| SHORT TASK |
Which lines in the rows below contain the word "point"? Gather each of them and copy it out in full.

Start of RECORDS TO PROCESS

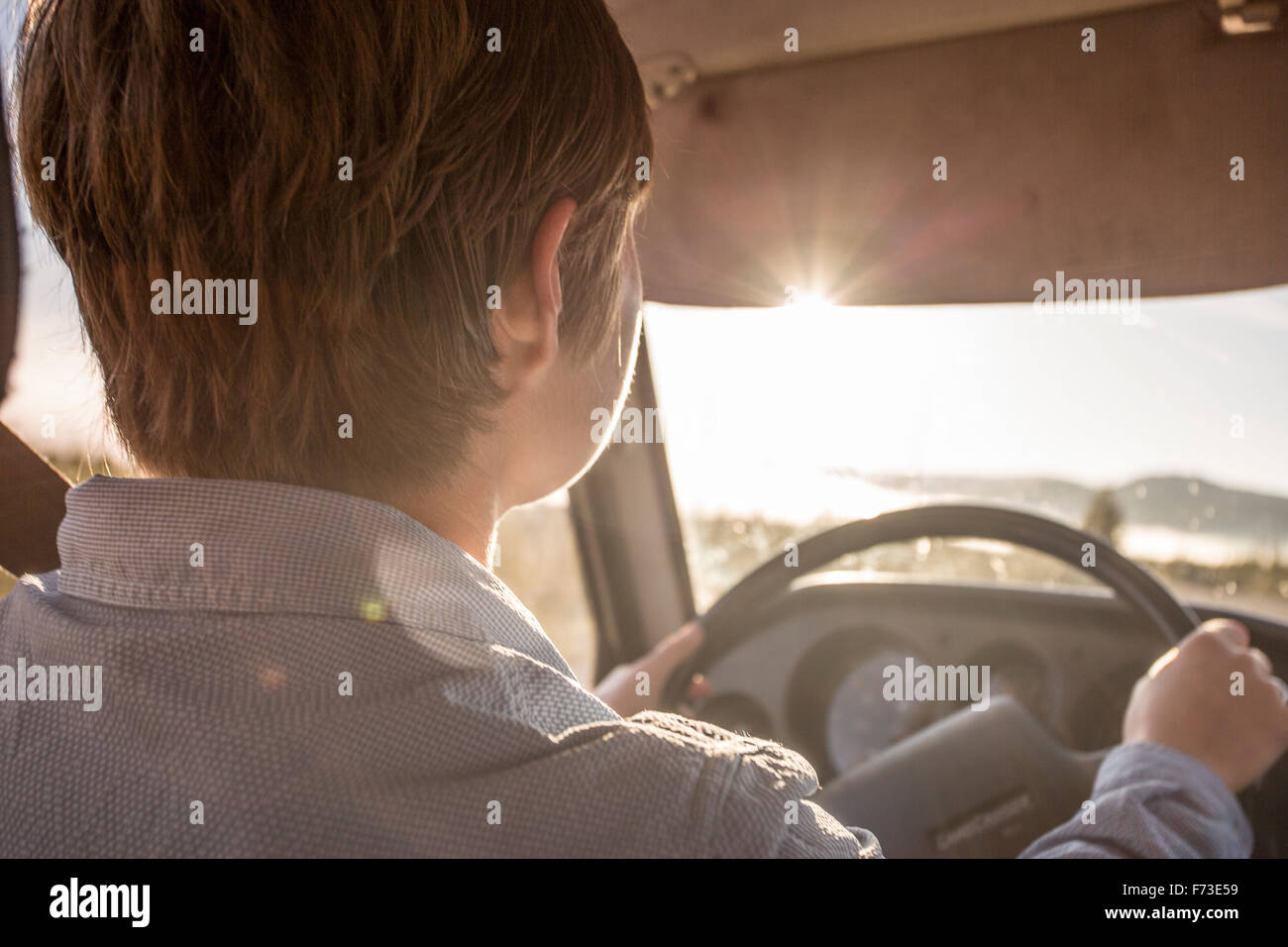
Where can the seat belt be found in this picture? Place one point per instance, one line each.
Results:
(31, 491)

End of RECORDS TO PROCESS
Start of RECORDS TO PROCESS

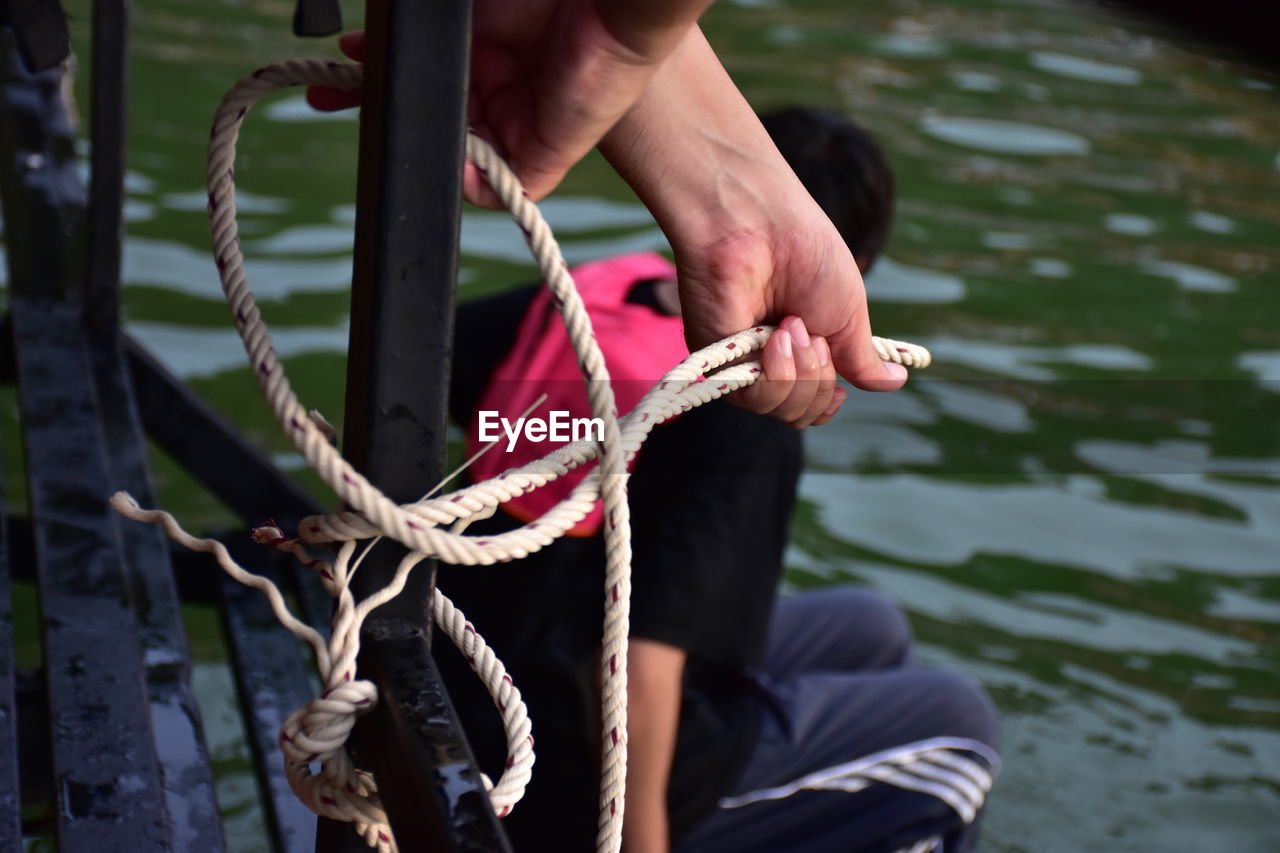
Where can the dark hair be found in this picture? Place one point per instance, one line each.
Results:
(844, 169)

End of RECORDS TO PROCESS

| EXERCISE SOLUTION |
Where can the seat belt be found in this picture? Place one point per instance, one line each.
Where can the dark hair be found in this picture? Place one point per instance, one line each.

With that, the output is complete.